Passage shown:
╭──
Warner Music CEO Robert Kycl has told investors that “the role of large music companies is growing exponentially relevant”, and that WMG’s “ability to aggregate large volumes of rights across recorded music and publishing provides individual artists and songwriters with more collective bargaining power when dealing with complex existing and new distributors and technologies”. This was going to be even more important “in the age of AI”, he added.

The Warner boss was talking to investors and analysts earlier today about Warner Music Group’s Q4 2023 earnings. A recurring theme throughout the call was Kyncl’s emphasis on the value of Warner’s catalogue. He said that the company is taking a “holistic approach” to both “deep and shallow” catalogue and is “priming” its entire catalogue to achieve “maximum impact on the digital service providers”.
╰──
To do:
[A] Using the passage on Warner Music's earnings call, decide whether each statement agrees with it. Answer yes or no for each, and quote the words from the passage that decide it.
(i) The call with investors and analysts concerned Warner Music Group's Q4 2023 earnings.
(ii) The company is taking a holistic approach only to its deep catalogue.
(iii) The Warner boss said aggregating rights would matter even more in the age of AI.
[B] Translate this sentence from the passage on Warner Music's earnings call into Spanish: "A recurring theme throughout the call was Kyncl’s emphasis on the value of Warner’s catalogue."
[C] Continue the passage on Warner Music's earnings call from its last sentence.
The records play no role in this work.

Listed entries:
╭──
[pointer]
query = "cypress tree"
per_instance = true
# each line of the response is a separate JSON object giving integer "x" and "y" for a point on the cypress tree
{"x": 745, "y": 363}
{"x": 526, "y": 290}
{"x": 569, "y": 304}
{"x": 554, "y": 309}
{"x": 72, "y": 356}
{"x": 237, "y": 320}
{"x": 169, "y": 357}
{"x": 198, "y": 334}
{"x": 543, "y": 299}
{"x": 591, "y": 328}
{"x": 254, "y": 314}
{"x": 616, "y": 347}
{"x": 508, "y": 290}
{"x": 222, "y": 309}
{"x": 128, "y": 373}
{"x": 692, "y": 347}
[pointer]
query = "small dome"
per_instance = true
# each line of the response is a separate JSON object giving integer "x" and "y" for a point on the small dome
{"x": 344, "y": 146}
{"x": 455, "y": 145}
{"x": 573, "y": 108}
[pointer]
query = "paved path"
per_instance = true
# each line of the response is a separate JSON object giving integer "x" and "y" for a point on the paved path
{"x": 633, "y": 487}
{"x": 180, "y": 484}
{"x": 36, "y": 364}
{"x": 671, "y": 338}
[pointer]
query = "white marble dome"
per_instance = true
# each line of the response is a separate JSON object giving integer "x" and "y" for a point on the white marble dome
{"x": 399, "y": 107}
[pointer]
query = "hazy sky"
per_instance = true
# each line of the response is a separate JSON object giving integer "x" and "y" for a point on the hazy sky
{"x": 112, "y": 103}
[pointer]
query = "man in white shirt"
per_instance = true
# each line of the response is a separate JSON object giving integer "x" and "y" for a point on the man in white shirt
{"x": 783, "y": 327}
╰──
Answers given:
[A]
(i) Yes: "Warner Music Group’s Q4 2023 earnings"
(ii) No: "a “holistic approach” to both “deep and shallow” catalogue"
(iii) Yes: "This was going to be even more important “in the age of AI”, he added."

[B] Un tema recurrente a lo largo de la llamada fue el énfasis de Kyncl en el valor del catálogo de Warner.

[C]
He praised Spotify’s recent changes to its payment model as something that “better aligns economics with the quality content that drives engagement” and hinted at more changes to the model yet to come, saying “we view this as just the beginning and we’re continually engaged with our partners to drive faster growth”. 

Further price increases at the DSPs also seem likely. In a direct question from a Morgan Stanley analyst he expanded further saying, “pricing overall is a very, very large opportunity for the industry. We just need to do it responsibly so that we maintain growth, together with our DSP partners”. 

He later expanded in another answer saying, “none of this should be interpreted as we want to increase pricing dramatically, but then slow down growth”.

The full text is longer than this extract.